But if bourgeois democracy has not realized feminism, it has unintentionally created the conditions and the moral and material premises for its realization. It has increased the value of her as a productive element, as an economic factor, by making an ever more extensive and intense use of her work. Work radically changes the feminine mentality and spirit. Woman acquires, by virtue of work, a new notion of herself. Formerly, society destined women to marriage or to concubinage. Today, she is destined, first and foremost, to work. This fact has changed and elevated the position of women in life. Those who challenge feminism and its progress with sentimental or traditionalist arguments claim that women should be educated only for the home. But, practically speaking, this means that woman should be educated only for female and maternal functions. The defense of the poetry of the home is, in reality, a defense of the servitude of women. Instead of ennobling and dignifying the role of women, it diminishes and demeans it. Woman is something more than a mother and a female, just as man is something more than a male.
The type of woman produced by a new civilization must be substantially different from that which has formed the civilization now in decline. In an article on The Woman and the Politics, I have thus examined some aspects of this subject: “The troubadours and lovers of feminine frivolity have no reason to worry. The type of woman created by a century of capitalist refinement is condemned to decadence and sunset. An Italian writer, Pitigrillo, classifies this type of contemporary woman as a type of mammal of luxury.

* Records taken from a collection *
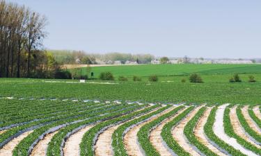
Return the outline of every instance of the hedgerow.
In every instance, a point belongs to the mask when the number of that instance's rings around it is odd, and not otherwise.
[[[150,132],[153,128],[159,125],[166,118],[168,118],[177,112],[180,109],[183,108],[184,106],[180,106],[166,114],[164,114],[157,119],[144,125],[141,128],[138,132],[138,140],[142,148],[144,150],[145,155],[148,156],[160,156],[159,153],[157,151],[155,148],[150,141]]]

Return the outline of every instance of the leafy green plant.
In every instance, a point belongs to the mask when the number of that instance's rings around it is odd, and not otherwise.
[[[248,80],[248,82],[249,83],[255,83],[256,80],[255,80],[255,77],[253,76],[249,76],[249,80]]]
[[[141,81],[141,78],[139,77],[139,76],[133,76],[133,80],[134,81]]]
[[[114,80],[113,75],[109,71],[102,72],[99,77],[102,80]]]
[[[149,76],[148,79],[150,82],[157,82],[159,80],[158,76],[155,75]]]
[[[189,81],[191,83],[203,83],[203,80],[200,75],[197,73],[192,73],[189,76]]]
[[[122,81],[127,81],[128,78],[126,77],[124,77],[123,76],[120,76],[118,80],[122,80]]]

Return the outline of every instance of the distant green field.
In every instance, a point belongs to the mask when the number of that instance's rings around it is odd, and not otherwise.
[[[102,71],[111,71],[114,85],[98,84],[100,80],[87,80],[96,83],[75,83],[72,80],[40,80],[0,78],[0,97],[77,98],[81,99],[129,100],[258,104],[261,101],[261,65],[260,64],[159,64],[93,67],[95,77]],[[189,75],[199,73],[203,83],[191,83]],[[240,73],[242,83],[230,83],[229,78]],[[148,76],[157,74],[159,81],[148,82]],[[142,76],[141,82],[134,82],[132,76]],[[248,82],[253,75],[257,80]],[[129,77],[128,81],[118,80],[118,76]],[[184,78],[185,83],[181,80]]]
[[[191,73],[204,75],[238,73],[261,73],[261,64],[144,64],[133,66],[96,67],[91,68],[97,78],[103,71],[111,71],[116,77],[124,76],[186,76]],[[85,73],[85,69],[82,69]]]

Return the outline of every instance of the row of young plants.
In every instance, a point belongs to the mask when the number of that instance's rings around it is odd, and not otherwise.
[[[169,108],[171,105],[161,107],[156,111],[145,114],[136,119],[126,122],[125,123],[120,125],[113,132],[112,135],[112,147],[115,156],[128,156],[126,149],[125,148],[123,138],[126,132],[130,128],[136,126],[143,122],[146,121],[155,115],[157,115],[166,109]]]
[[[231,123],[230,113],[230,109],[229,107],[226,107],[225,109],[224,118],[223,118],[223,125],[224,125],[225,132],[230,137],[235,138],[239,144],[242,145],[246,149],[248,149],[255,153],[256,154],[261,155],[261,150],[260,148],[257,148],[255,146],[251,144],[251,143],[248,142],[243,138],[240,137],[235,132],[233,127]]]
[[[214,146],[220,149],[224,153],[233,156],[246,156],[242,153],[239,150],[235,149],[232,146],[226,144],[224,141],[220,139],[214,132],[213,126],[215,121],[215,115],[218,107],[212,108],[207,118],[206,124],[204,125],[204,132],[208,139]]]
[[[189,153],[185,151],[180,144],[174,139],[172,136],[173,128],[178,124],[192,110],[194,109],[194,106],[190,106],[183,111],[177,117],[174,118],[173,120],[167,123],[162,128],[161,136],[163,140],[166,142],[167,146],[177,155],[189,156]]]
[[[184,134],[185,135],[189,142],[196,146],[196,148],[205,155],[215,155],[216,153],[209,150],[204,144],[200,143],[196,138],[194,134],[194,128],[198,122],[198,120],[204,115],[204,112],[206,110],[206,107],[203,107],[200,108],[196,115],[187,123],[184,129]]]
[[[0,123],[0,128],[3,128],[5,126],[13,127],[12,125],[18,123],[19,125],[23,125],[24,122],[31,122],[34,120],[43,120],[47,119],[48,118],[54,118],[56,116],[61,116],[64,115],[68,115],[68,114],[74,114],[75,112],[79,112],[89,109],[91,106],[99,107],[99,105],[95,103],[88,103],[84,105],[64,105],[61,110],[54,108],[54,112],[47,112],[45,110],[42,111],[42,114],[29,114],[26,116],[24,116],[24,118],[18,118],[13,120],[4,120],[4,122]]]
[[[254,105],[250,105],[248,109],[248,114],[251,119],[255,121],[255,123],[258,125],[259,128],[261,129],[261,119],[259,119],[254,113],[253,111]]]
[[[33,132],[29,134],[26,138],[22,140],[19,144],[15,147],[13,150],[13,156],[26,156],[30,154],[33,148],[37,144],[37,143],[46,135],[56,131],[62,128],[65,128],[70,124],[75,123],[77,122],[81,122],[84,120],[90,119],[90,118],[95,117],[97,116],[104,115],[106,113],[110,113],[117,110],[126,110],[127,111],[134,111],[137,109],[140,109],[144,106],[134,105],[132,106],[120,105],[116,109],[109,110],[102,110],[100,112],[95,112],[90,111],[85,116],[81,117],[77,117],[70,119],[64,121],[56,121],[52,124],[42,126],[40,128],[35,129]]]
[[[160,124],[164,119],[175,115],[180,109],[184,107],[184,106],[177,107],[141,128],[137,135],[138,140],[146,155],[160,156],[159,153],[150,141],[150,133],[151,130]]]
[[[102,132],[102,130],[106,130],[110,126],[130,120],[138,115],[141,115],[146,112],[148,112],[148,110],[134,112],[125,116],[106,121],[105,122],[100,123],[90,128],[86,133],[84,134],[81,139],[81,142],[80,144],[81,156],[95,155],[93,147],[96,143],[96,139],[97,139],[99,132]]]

* BRIEF 1 *
According to the passage on feminism, what is the defense of the poetry of the home in reality?
* BRIEF 2 *
Pick up the passage on feminism after its final sentence and keep writing it.

* RESPONSE AREA 1 *
It is a defense of the servitude of women.

* RESPONSE AREA 2 *
Well, this mammal of luxury will be gradually depleted. As the collectivist system replaces the individualist system, feminine luxury and elegance will decline. Humanity will lose some mammal of luxury; but it will gain many women. The clothes of the woman of the future will be less expensive and lavish; but the condition of that woman will be more dignified. And the axis of feminine life will shift from the individual to the social. Fashion will no longer consist in the imitation of a modern Madam Pompadour dressed by Paquin. It will consist, perhaps, in the imitation of a Madam Kollontai. A woman, in short, will cost less, but will be worth more.”
The subject is very vast. This brief article attempts only to ascertain the character of the first manifestations of feminism in Peru and to rehearse a very summary and rapid interpretation of the physiognomy and spirit of the world feminist movement. Men who are sensitive to the great emotions of the times should not and cannot feel strange or indifferent to this movement. The feminine question is a part of the human question. Feminism seems to me, moreover, a more interesting and historical subject than the wig. While feminism is the category, the wig is the anecdote.